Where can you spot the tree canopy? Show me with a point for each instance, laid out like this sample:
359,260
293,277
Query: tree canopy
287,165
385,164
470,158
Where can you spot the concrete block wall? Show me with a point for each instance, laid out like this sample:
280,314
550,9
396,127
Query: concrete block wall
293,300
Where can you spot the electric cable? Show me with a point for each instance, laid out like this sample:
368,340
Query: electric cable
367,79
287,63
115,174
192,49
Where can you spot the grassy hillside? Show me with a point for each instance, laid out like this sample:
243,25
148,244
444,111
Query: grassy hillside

+ + + + +

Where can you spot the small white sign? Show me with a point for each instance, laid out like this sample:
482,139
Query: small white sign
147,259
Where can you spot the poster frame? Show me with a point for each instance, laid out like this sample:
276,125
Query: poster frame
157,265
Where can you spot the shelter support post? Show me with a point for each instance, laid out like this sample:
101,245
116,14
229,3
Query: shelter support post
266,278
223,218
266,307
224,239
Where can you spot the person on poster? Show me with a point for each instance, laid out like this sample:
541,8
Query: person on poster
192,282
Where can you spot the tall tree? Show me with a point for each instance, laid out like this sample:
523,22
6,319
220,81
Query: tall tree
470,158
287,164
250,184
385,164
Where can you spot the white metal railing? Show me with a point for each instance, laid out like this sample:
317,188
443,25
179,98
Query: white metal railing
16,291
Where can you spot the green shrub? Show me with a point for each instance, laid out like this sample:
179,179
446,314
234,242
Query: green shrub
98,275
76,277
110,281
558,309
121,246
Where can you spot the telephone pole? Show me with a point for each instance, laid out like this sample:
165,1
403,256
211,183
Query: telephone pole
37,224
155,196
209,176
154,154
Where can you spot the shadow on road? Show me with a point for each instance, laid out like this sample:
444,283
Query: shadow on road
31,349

+ + + + +

■ **Task requirements**
Write out, exactly as they stand in the rows above, everything from the line containing "Where can you spot the concrete" down to the line containing "Query: grassy hillside", including both of those lines.

■ **Answer to this exercise**
Where can you spot the concrete block wall? Show me with a point for each instance, laid out like this sample:
280,314
550,9
396,127
Query: concrete block wall
293,300
Where can you spot the electric cable? Show me with a point for each instance, laid out like this sample:
368,340
Query: electric cable
367,79
287,63
115,174
192,49
Where can you spot the grassy hillside? Show me with a point for each instance, laid out like this sample:
243,25
148,244
444,111
Query: grassy hillside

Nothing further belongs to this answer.